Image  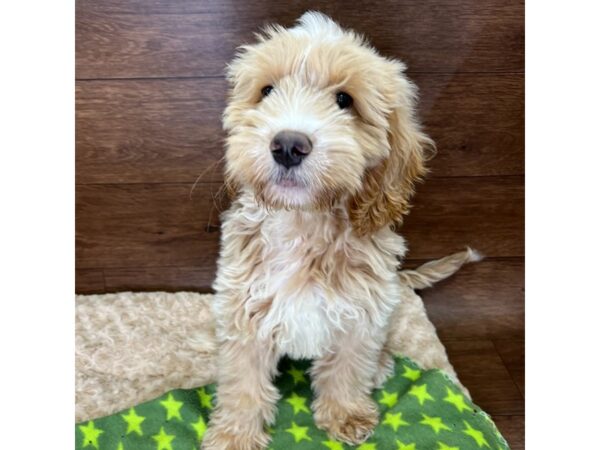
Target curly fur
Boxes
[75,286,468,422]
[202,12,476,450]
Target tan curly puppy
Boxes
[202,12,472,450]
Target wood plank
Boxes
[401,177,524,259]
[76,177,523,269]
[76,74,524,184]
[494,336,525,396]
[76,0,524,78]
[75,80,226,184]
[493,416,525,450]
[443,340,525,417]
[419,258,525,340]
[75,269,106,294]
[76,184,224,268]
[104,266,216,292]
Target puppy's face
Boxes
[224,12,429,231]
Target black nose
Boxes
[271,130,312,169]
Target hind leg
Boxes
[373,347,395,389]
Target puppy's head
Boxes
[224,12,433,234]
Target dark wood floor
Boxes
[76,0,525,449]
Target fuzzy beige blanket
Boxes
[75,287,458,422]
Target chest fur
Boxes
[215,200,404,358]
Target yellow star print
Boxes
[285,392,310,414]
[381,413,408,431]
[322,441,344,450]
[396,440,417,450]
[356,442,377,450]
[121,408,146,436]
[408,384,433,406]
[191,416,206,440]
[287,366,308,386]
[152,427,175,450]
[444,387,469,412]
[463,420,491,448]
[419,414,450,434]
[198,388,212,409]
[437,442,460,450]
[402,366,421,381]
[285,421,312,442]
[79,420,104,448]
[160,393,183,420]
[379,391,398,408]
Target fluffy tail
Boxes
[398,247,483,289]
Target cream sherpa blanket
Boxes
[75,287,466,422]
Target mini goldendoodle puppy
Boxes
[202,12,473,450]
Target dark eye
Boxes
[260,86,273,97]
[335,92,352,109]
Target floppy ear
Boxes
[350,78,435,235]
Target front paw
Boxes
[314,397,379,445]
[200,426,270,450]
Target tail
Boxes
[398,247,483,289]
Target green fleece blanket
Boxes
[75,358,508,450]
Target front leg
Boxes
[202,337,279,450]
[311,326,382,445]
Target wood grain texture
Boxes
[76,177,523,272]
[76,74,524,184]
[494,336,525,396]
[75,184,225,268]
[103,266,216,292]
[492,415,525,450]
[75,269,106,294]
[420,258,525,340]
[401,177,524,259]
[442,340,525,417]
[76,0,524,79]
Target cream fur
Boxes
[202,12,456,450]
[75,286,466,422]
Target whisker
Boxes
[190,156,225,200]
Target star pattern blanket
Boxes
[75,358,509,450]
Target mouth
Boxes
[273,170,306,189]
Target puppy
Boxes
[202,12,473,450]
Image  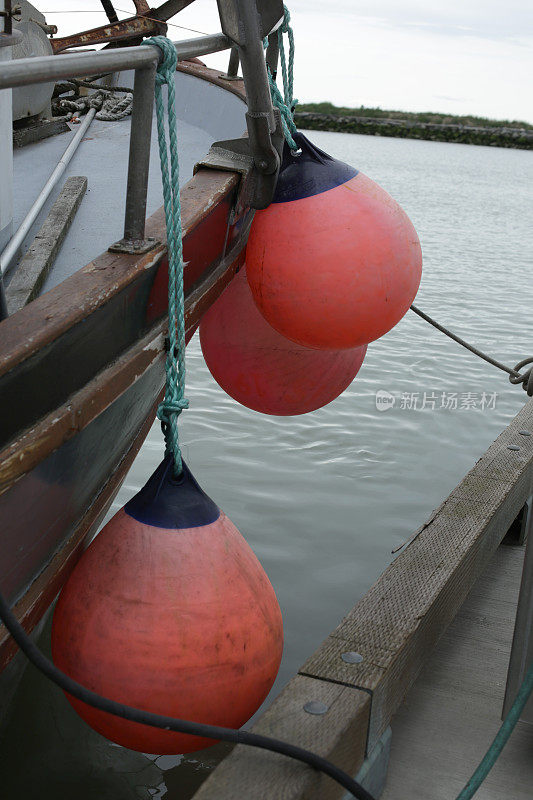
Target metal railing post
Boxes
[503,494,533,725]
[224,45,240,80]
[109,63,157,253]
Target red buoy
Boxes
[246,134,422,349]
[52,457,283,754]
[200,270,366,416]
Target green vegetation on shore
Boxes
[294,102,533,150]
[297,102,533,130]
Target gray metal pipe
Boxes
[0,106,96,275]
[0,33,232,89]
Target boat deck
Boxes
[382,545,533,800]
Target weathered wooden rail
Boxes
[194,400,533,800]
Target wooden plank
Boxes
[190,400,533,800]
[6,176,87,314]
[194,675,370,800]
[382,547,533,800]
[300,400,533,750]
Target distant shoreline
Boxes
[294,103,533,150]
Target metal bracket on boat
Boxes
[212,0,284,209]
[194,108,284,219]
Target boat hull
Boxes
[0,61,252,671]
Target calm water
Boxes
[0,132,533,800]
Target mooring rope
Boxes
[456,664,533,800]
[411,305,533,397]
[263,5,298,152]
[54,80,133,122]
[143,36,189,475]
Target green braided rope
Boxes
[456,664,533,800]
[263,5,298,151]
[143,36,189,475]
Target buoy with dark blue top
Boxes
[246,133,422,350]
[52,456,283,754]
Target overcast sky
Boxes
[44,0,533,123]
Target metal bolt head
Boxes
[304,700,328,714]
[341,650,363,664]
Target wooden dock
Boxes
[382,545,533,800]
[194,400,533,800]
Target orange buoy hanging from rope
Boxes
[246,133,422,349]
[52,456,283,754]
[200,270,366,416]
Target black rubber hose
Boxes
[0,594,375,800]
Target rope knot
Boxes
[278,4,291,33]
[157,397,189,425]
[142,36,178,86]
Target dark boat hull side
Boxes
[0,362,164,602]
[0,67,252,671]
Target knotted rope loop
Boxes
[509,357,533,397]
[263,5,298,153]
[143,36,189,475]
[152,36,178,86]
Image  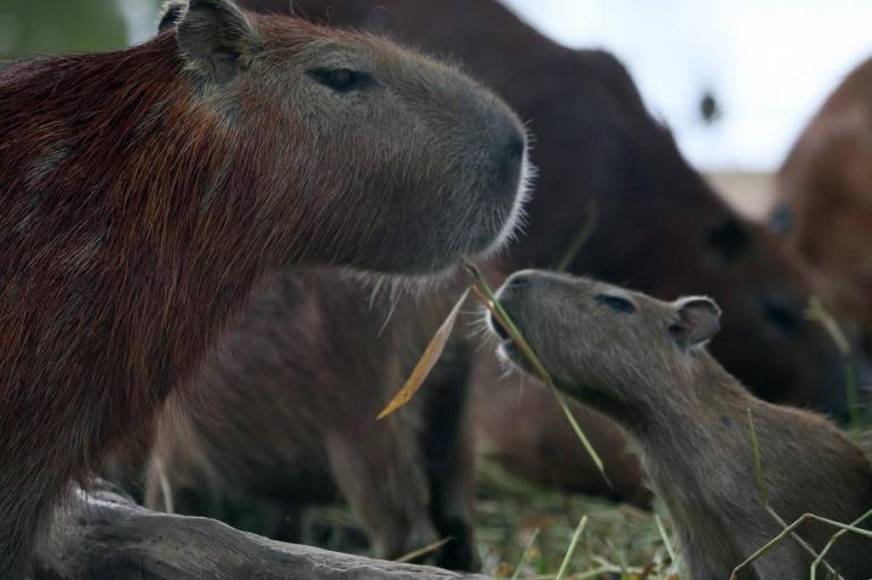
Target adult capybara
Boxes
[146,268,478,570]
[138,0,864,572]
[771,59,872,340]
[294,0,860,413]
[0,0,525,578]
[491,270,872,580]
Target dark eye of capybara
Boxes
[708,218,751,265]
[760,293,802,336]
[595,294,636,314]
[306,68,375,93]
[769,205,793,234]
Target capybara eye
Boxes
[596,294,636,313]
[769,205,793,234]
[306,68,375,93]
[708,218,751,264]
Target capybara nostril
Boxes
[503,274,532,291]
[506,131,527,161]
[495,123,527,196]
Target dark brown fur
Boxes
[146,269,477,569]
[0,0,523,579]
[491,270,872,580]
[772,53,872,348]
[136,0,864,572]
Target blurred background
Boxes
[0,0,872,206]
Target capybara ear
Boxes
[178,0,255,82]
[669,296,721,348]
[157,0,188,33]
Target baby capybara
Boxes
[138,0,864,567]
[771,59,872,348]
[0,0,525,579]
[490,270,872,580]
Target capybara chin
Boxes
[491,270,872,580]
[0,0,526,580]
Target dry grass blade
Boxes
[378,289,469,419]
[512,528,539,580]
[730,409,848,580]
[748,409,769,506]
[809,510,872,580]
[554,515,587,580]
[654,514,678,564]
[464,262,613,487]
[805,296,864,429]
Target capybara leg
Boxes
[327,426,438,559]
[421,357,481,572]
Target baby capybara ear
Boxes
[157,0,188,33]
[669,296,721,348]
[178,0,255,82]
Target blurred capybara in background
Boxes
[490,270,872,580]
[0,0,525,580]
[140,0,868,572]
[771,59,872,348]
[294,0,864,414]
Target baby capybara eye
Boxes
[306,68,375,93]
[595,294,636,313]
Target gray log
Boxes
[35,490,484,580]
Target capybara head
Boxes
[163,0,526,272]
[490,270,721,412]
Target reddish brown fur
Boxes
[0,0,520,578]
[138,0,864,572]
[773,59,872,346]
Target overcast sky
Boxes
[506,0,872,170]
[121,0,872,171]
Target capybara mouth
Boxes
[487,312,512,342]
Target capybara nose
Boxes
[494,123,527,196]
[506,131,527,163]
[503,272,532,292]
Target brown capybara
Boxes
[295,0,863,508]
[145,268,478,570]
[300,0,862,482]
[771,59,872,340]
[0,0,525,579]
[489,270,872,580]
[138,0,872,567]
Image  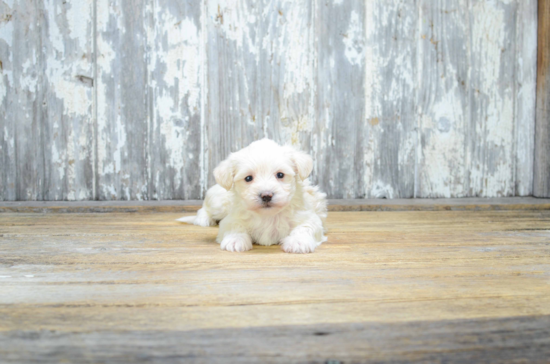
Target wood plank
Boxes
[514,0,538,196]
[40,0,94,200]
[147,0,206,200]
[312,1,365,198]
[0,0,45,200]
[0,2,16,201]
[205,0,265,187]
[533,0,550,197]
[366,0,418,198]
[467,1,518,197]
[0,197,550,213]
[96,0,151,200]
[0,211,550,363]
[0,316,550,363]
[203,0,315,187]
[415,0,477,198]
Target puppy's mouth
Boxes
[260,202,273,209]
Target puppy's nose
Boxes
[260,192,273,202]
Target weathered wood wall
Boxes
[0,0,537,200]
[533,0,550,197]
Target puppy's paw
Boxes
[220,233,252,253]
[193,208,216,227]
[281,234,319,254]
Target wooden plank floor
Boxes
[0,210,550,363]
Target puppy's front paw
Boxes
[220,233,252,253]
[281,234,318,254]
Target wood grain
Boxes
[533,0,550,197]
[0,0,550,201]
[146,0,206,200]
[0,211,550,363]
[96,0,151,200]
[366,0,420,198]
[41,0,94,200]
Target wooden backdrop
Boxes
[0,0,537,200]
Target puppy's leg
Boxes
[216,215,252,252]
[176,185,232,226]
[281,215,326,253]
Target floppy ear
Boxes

* * *

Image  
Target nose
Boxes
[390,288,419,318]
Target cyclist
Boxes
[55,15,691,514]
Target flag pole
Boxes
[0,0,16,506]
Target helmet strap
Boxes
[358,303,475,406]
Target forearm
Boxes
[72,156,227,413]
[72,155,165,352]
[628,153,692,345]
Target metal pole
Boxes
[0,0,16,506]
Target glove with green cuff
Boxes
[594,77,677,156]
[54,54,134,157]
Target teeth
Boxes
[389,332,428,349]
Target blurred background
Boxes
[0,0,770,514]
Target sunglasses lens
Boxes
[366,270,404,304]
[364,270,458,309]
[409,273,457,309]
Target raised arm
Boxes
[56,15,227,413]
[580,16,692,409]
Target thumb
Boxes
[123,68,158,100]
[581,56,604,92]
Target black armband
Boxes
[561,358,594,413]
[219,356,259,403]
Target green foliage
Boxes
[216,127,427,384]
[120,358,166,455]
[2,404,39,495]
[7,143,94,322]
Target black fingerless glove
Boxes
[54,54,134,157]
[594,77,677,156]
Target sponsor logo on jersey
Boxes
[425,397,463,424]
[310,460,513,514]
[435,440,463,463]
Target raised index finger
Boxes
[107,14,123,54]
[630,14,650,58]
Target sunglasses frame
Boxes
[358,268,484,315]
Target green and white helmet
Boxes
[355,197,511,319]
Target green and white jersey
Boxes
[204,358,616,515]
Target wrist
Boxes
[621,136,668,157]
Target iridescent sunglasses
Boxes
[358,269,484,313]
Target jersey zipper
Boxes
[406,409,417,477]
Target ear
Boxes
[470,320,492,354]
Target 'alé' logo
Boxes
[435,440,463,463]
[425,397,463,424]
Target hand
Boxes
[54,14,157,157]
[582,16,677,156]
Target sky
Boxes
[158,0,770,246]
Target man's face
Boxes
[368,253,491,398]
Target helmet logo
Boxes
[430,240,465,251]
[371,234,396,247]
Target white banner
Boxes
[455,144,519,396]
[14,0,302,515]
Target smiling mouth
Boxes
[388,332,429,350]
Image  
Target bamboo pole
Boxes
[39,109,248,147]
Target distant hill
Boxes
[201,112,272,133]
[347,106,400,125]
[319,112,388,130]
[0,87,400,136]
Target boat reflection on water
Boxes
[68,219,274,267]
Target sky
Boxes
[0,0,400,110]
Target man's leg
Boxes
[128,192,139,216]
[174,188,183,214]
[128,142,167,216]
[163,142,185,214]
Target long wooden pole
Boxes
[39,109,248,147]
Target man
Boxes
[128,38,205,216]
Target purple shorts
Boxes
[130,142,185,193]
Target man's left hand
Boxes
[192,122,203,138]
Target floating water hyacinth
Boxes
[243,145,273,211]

--

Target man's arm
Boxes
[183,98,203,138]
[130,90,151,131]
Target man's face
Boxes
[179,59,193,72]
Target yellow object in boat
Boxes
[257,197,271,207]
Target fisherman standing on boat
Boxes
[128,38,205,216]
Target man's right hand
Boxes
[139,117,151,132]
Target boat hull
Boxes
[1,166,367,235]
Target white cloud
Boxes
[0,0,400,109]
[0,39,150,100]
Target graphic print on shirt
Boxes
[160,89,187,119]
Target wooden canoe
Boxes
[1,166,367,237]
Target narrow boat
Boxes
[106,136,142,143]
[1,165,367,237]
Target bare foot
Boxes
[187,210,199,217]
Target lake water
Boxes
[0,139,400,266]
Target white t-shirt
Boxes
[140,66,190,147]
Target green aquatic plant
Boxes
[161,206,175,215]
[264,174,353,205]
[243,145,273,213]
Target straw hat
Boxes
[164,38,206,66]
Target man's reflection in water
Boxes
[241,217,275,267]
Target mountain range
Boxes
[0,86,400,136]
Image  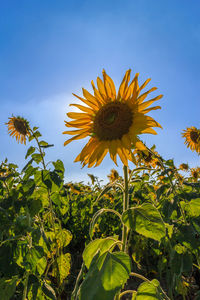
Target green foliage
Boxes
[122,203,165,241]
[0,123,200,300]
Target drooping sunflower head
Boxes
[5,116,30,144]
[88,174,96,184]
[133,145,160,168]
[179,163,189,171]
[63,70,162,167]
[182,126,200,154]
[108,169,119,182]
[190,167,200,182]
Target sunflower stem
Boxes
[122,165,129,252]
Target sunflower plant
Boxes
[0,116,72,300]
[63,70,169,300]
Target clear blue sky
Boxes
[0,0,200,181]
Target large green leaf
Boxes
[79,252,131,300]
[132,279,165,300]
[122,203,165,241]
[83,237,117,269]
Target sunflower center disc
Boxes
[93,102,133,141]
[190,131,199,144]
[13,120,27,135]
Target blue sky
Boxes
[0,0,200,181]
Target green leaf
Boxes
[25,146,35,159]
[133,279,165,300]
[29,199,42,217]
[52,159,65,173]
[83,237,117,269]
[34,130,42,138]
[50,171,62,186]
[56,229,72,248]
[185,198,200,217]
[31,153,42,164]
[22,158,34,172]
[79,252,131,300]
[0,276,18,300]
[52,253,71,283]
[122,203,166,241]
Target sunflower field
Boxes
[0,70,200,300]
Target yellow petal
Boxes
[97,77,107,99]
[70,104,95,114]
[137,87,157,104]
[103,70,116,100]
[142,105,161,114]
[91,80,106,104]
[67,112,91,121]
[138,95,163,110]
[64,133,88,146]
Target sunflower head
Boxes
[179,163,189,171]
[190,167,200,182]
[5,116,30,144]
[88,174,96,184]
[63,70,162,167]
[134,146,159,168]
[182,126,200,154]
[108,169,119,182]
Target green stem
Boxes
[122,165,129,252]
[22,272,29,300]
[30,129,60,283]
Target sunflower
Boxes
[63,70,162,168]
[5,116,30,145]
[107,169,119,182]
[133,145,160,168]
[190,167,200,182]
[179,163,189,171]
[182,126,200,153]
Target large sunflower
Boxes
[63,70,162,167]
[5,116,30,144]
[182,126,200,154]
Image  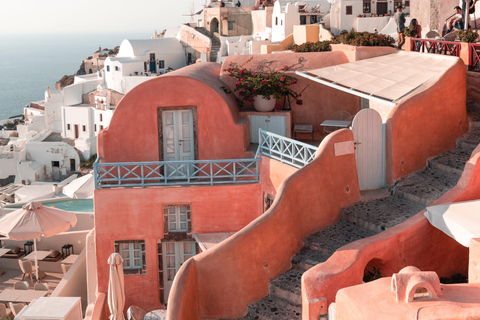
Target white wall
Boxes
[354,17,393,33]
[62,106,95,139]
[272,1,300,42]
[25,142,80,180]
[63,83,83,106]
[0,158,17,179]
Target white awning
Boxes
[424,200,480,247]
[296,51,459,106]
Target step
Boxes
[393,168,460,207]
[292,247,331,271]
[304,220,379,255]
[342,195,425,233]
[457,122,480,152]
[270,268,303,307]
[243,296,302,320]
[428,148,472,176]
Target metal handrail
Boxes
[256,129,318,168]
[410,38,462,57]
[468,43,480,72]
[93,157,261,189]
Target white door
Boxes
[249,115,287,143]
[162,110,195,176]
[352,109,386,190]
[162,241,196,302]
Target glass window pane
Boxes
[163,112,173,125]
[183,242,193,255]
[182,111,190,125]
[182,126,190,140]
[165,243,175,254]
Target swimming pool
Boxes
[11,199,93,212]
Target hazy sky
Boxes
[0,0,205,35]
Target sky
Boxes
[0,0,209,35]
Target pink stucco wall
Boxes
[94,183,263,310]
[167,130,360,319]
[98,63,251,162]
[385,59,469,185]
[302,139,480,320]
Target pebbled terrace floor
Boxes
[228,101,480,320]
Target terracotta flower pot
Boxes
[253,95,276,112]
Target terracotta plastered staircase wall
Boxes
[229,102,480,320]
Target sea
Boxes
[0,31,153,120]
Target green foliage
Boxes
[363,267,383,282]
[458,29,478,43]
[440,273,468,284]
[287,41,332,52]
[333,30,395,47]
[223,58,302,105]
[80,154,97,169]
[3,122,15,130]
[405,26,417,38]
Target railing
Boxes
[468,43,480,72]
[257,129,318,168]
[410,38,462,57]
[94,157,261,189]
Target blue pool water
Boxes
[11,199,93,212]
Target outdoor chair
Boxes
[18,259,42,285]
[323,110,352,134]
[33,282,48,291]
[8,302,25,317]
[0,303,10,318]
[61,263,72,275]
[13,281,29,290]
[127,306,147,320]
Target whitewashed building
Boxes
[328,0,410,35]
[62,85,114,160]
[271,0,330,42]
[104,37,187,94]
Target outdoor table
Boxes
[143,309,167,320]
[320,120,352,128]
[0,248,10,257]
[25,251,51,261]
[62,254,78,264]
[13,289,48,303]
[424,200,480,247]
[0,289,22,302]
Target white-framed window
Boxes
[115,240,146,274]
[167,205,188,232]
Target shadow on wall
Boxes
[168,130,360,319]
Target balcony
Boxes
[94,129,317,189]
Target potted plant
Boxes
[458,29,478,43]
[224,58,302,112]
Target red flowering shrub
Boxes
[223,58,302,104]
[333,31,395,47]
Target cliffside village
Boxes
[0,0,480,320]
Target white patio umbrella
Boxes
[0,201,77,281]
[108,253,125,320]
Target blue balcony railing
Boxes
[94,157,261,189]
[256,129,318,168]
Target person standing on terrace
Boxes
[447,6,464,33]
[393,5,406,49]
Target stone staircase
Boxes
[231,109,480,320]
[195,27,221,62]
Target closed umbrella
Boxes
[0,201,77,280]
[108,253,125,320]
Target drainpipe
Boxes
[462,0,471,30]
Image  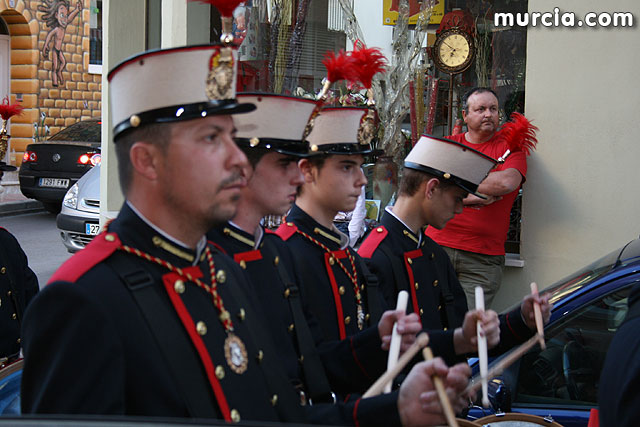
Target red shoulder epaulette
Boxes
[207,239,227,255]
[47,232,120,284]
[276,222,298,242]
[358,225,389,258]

■ **Task goal**
Show every line of the records above that contains the string "wooden". Case counts.

■ **Answer to this task**
Target weathered wooden rail
Target wooden plank
Target wooden dock
Target wooden plank floor
Target wooden backdrop
Target long wooden pole
Target wooden canoe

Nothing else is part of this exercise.